- [Passage to read]:
(begin)

Between 1814 and 1815 Napoleon Bonaparte escaped Elba while representatives of Britain, Russia, Austria, and Prussia met as the Congress of Vienna to reestablish political order in Europe. Napoleon Bonaparte was later defeated at Waterloo, but he the man that resulted in the Congress of Vienna. This meeting was to agree over what to do with France and its inflated territories. The outcomes of this were that the French monarchy was reestablished, and France’s 1792 borders were recognized.
The Congress restored the French monarch. Since the French Revolution and Napoleon’s imperial ambitions had threatened the survival of Europe’s old order, the Congress of Vienna agreed that by reestablishing the French monarch, it would provide a strong and stable France, which was the best guarantee of future peace. Ideals that were put forth by French revolutionaries and the rights established under France’s short-lived republic was ignored.

(end)

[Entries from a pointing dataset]
(begin)

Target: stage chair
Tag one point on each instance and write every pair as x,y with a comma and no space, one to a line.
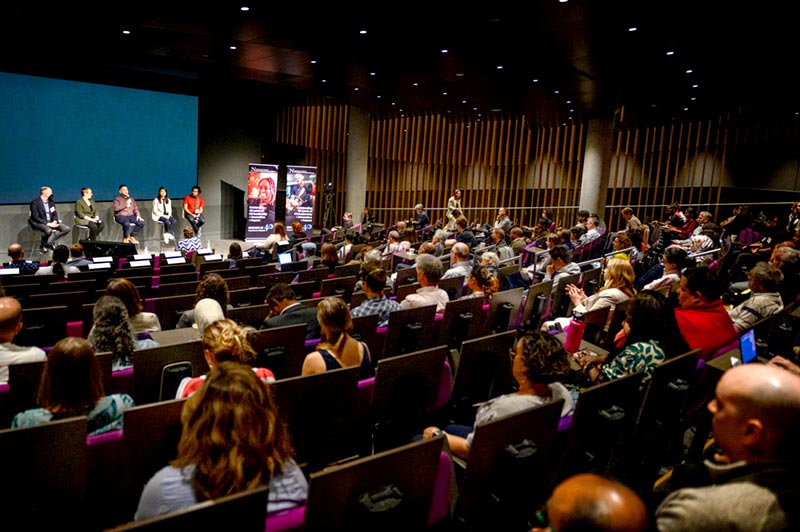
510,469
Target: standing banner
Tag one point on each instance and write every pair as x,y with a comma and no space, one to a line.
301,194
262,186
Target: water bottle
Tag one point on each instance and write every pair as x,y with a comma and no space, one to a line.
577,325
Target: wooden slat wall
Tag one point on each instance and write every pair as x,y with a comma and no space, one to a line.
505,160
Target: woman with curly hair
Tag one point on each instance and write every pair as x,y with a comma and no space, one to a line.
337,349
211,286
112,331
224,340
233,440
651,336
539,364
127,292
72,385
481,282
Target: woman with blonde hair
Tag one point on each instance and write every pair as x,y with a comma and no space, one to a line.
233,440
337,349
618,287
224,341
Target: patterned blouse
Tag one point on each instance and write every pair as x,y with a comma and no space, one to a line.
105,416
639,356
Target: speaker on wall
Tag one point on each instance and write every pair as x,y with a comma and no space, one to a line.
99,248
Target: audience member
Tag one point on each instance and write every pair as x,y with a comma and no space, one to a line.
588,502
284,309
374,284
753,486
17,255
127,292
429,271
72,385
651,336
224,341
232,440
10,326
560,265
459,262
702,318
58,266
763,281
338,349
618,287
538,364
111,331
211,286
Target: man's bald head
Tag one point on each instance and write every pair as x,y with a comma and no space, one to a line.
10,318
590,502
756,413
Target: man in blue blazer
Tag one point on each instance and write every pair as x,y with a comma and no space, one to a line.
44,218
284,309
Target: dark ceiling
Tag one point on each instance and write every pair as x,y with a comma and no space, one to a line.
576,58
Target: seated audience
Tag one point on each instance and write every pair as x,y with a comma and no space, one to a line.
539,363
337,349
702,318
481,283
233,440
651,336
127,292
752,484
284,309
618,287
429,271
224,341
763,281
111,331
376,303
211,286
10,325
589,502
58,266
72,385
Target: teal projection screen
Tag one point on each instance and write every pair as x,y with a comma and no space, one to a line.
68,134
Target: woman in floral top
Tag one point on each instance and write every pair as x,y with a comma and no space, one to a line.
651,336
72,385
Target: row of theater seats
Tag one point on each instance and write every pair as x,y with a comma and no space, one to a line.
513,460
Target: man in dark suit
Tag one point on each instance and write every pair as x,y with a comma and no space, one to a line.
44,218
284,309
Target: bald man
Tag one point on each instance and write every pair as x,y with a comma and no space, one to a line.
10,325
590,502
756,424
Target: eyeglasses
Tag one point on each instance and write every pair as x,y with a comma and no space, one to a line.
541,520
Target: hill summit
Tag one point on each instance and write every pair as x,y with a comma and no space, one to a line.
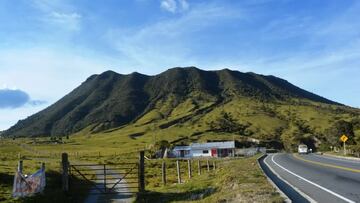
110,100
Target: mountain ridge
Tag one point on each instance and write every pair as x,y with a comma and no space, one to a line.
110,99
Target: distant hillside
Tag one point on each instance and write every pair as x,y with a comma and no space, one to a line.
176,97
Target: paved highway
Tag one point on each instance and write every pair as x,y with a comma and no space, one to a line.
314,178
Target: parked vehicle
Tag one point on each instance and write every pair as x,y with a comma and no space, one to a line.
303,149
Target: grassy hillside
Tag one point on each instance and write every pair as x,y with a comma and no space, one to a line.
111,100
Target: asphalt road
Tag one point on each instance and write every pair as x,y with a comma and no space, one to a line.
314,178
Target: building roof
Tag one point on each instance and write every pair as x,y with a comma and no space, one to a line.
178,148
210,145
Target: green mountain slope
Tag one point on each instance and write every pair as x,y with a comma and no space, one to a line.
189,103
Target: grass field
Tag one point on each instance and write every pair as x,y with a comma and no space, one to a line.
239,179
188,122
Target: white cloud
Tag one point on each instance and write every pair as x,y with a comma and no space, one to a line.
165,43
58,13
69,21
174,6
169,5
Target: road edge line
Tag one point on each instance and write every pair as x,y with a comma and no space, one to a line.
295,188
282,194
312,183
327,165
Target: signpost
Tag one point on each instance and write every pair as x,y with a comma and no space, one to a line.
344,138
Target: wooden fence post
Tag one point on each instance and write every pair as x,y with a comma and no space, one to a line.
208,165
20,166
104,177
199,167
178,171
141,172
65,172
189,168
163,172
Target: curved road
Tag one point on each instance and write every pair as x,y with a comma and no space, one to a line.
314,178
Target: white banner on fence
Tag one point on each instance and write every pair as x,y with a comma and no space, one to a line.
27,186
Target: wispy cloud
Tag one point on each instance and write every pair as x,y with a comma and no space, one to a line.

(end)

- [What is expected]: How would you put this sentence from the passage on the Congress of Vienna into Spanish: "The outcomes of this were that the French monarchy was reestablished, and France’s 1792 borders were recognized."

- [Answer to this exercise]: Los resultados de esto fueron que se restableció la monarquía francesa y se reconocieron las fronteras de Francia de 1792.